======== INFORMATION PROVIDED ========

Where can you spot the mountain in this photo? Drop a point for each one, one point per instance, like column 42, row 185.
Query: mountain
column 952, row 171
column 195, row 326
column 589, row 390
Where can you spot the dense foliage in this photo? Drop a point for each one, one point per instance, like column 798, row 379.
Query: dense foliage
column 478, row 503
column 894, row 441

========

Can you reproduce, word for word, the entries beginning with the line that contains "Where can you spot the dense" and continuing through the end of the entries?

> ANSWER TO THE PROBLEM
Where can you spot the dense foliage in this photo? Drop a point for each one, one point per instance, like column 798, row 379.
Query: dense foliage
column 478, row 503
column 894, row 441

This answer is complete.